** Begin SELECTION **

Mirrors SigmaValidationError. Raised when CCCS metadata validation fails hard enough that callers should treat the rule as unacceptable. The validate_metadata() function itself returns a ValidationResult so strict/warn/non_cccs callers can inspect the outcome without catching.


Rule Dict Shape (plyara Normalized)

After parsing, each rule dict contains plyara's original keys plus these additions:

Key Type Description
rule_name str Rule name from YARA source
meta dict Flattened metadata from metadata list
strings list Rule string definitions
condition str Rule condition expression
condition_terms list Parsed condition terms
tags list[str] Inline rule tags
imports list[str] Module imports (e.g., pe, hash)
raw_meta str Raw meta section text
raw_strings str Raw strings section text
raw_condition str Raw condition section text
start_line int Line number where the rule starts (1-indexed)

** End SELECTION **

## [GIVEN REQUEST 1]
Can you return the stretch of the YARA parsing excerpt from "Mirrors SigmaValidationError. Raised" through "outcome without catching.", copied word for word?
## [GIVEN REQUEST 2]
Answer these from the YARA parsing excerpt:
(a) What does the validate_metadata() function return?
(b) What type is the start_line key?
(c) Which two modules are given as examples for the imports key?
## [GIVEN REQUEST 3]
Does each statement agree with the YARA parsing excerpt? Answer yes or no and quote the words that decide it.
(a) The tags key holds a list of strings.
(b) The start_line key counts lines starting from zero.
(c) After parsing, each rule dict drops plyara's original keys.

** Begin ITEMS **

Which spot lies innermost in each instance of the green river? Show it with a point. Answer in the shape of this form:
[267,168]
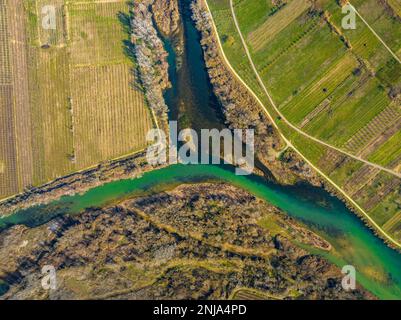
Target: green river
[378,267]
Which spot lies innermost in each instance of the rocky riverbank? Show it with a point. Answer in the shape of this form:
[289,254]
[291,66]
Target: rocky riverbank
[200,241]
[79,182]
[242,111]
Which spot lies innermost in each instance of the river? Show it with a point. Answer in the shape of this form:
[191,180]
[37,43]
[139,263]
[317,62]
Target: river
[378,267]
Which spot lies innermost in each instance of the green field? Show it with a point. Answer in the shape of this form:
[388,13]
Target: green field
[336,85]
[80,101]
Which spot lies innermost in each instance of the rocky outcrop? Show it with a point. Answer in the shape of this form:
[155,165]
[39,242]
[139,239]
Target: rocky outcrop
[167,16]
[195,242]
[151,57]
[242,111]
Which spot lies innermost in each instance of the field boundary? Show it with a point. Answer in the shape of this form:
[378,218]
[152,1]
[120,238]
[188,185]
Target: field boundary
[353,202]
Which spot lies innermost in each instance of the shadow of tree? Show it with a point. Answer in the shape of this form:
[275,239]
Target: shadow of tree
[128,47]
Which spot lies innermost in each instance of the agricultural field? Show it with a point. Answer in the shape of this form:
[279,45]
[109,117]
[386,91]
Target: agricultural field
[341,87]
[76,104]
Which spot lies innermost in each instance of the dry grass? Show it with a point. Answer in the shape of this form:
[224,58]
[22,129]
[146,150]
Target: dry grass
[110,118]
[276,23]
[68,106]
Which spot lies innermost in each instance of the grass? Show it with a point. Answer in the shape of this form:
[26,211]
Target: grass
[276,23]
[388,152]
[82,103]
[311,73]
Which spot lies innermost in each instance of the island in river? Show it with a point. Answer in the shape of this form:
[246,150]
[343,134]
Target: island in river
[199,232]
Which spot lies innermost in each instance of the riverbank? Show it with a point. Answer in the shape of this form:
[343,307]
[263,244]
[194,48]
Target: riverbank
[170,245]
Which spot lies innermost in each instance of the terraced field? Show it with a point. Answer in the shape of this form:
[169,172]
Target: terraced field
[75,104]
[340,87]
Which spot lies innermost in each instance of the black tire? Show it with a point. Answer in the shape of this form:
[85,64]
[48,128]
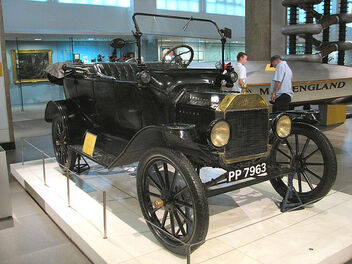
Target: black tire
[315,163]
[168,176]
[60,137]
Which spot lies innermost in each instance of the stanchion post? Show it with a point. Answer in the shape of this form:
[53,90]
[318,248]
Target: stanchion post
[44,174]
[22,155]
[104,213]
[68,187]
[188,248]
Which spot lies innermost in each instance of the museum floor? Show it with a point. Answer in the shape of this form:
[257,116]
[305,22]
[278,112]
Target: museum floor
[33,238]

** End ITEMS **

## [RESULT 1]
Mirrors SigmaValidationError. Raised when CCCS metadata validation fails hard enough that callers should treat the rule as unacceptable. The validate_metadata() function itself returns a ValidationResult so strict/warn/non_cccs callers can inspect the outcome without catching.

## [RESULT 2]
(a) A ValidationResult
(b) int
(c) pe and hash

## [RESULT 3]
(a) Yes: "tags list[str] Inline rule tags"
(b) No: "Line number where the rule starts (1-indexed)"
(c) No: "each rule dict contains plyara's original keys plus these additions"